> [Task requirements] Rescale the answer coordinates in everything from the line containing "of the city" down to the end of the data, and write out all of those lines again, requests included. Multiply each answer coordinate by 0.9 and round it to a whole number, rounding halves up. Leave the numbers in the requests and their format samples unchanged.

> [Record set]
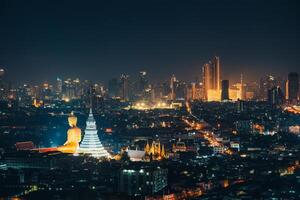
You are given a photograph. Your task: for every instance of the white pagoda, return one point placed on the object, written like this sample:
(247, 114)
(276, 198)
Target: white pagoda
(91, 143)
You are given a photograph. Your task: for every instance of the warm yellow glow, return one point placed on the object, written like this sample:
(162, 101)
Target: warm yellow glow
(73, 138)
(66, 99)
(150, 106)
(293, 109)
(213, 95)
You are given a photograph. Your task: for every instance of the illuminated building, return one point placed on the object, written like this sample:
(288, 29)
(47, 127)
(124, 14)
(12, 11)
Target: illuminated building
(293, 87)
(124, 87)
(91, 143)
(73, 137)
(59, 86)
(3, 89)
(275, 96)
(142, 82)
(225, 90)
(240, 104)
(173, 87)
(266, 83)
(179, 147)
(155, 151)
(211, 79)
(142, 181)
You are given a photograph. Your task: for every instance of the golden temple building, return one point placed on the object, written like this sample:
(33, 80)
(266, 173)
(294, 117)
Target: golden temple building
(155, 151)
(73, 137)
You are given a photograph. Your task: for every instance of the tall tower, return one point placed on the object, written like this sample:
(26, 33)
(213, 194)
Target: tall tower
(225, 90)
(91, 143)
(173, 87)
(293, 87)
(124, 87)
(216, 68)
(211, 77)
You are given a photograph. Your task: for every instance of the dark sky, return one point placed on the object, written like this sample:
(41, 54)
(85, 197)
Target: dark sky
(97, 40)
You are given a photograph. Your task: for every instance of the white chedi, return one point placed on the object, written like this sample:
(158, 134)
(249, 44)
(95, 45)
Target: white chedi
(91, 143)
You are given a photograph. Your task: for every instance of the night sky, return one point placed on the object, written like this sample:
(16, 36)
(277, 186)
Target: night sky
(98, 40)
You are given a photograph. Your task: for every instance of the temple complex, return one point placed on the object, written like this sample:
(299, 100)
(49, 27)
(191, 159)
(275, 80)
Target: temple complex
(73, 137)
(156, 151)
(91, 144)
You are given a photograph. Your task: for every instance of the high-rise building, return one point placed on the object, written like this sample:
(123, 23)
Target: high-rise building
(293, 87)
(173, 87)
(240, 106)
(211, 79)
(124, 87)
(3, 88)
(143, 82)
(225, 90)
(91, 144)
(113, 87)
(59, 86)
(266, 83)
(275, 96)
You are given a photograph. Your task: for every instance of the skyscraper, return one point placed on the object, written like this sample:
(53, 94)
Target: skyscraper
(124, 87)
(293, 87)
(173, 87)
(275, 96)
(143, 81)
(225, 90)
(211, 78)
(91, 144)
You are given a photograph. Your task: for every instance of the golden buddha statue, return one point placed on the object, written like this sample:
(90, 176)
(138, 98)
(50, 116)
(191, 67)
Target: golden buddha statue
(73, 138)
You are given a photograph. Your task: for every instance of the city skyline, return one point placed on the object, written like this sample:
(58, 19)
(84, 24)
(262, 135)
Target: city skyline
(101, 40)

> [Final result]
You are given a photograph. Your task: for every instance of the city skyline, return one point placed on the object, written like this sample:
(58, 19)
(84, 24)
(262, 135)
Target: city skyline
(91, 36)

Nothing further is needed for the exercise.